The grayling is not an indigenous species to Tweed but was introduced in the late 1800s, and they now flourish on the main stem of the system and many of the tributaries. However, until recently grayling fishing on Tweed and its tributaries was a well kept secret, known only to the local trout anglers who wanted to extend their fishing season through the winter months.

Tweed Grayling caught By R Cockburn. Galashiels Angling Club.

 

When to fish for grayling

 

Although many grayling are caught during the summer months using traditional methods, a different approach has gained popularity over the last few years and grayling anglers now predominantly use the Czech nymph tactic to fish.

As the season progresses the grayling reaches peak fitness during the colder months of November through to January and at this time they tend to form tight shoals and a fair amount of searching will be required to locate them, however, once found, anglers can expect sport to be fast and furious as catches of a dozen or more are not uncommon.

**Collected material:**
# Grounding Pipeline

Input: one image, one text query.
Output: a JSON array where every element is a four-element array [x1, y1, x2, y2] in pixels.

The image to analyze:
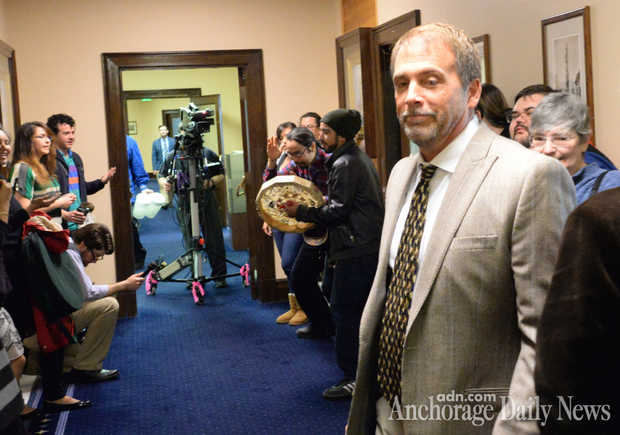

**Task instructions:**
(1) Answer these from the Tweed grayling text:
(a) When was the grayling introduced to Tweed?
(b) Which tactic do grayling anglers now mainly use?
(c) During which months does the grayling reach peak fitness?
(2) Echo the Tweed grayling text, everything from "The grayling is" down to "Galashiels Angling Club.".
The listing comes from a separate source and has no connection to the text on Tweed grayling.

**Answers per task:**
(1)
(a) In the late 1800s.
(b) The Czech nymph tactic.
(c) November through January.

(2)
The grayling is not an indigenous species to Tweed but was introduced in the late 1800s, and they now flourish on the main stem of the system and many of the tributaries. However, until recently grayling fishing on Tweed and its tributaries was a well kept secret, known only to the local trout anglers who wanted to extend their fishing season through the winter months.

Tweed Grayling caught By R Cockburn. Galashiels Angling Club.